* **Input rows**:

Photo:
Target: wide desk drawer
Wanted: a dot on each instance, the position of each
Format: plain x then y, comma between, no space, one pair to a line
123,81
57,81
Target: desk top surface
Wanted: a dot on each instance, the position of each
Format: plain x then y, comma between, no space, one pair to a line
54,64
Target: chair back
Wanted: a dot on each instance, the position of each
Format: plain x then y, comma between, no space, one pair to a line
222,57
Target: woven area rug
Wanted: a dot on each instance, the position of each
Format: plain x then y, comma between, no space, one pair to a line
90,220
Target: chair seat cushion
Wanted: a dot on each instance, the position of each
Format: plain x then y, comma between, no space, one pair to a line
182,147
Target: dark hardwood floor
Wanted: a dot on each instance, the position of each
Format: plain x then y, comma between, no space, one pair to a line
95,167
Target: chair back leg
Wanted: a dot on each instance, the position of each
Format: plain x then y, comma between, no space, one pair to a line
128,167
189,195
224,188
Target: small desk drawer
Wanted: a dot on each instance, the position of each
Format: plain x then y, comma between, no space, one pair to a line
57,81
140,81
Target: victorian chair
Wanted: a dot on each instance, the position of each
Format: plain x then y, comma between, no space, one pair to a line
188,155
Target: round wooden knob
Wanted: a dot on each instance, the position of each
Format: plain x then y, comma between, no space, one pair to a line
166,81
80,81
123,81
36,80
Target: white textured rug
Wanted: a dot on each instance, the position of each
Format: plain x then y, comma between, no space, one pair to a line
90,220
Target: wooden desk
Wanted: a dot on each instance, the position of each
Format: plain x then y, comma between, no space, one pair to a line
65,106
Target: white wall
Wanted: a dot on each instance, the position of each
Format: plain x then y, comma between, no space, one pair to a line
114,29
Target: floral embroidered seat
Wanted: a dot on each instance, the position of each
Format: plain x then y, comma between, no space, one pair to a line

* **Aim**:
Copy out all of the records above with nothing altered.

* **Written reply**:
Photo:
Target: wide desk drawer
Wanted: a dot on each instance, the position of each
Format: plain x then y, comma between, no space, one pair to a line
123,81
57,81
Target: desk top surface
Wanted: a dot on each instance, the position of each
Format: plain x then y, comma between, no space, one pair to a line
54,64
Target: chair back
Wanted: a dot on each instance, the position of each
Format: plain x then y, comma between, no space, one pair to a line
222,57
Target: woven area rug
Wanted: a dot on each instance, the position of each
Format: plain x then y, comma between, no space, one pair to a line
90,220
Target: chair seat cushion
Wanted: a dot on each instance, the position of each
Format: plain x then y, comma between, no space, one pair to a line
182,147
Target: dark hardwood floor
Wanted: a dot on each instance, the position of each
Format: plain x then y, comma between, no space, one pair to a line
95,167
Target: chair back leg
Wanted: a dot on each instance, the position of each
Format: plain x then y, comma between, no space, one pair to a line
128,167
189,195
224,188
Target: small desk drawer
Wanted: a dot on each instance, the position of each
Format: plain x then y, comma between, no space, one pair to a line
57,81
140,81
Target: victorian chair
Wanted: a dot on each instance, the position of each
Format: plain x then y, comma between, no space, one pair to a line
188,155
Target: round wooden knob
Wanted: a dot on each instance, the position of each
Format: plain x then y, comma between, no space, one pair to a line
166,81
80,81
123,81
36,80
Target: white textured rug
Wanted: a dot on each instance, the position of each
Format: plain x then y, comma between, no space, one pair to a line
90,220
Target: wooden desk
Wanted: a dot on each instance, the position of each
Format: plain x then y, comma between, no space, one pair to a line
65,106
Target: white wall
Wanted: a dot on each instance, the position of each
Format: plain x then y, comma between, no space, one pair to a line
114,29
Target: floral embroidered seat
Wanted: a dot on each instance, the position of each
Format: plain x then y, comma between, no space, one pair to a line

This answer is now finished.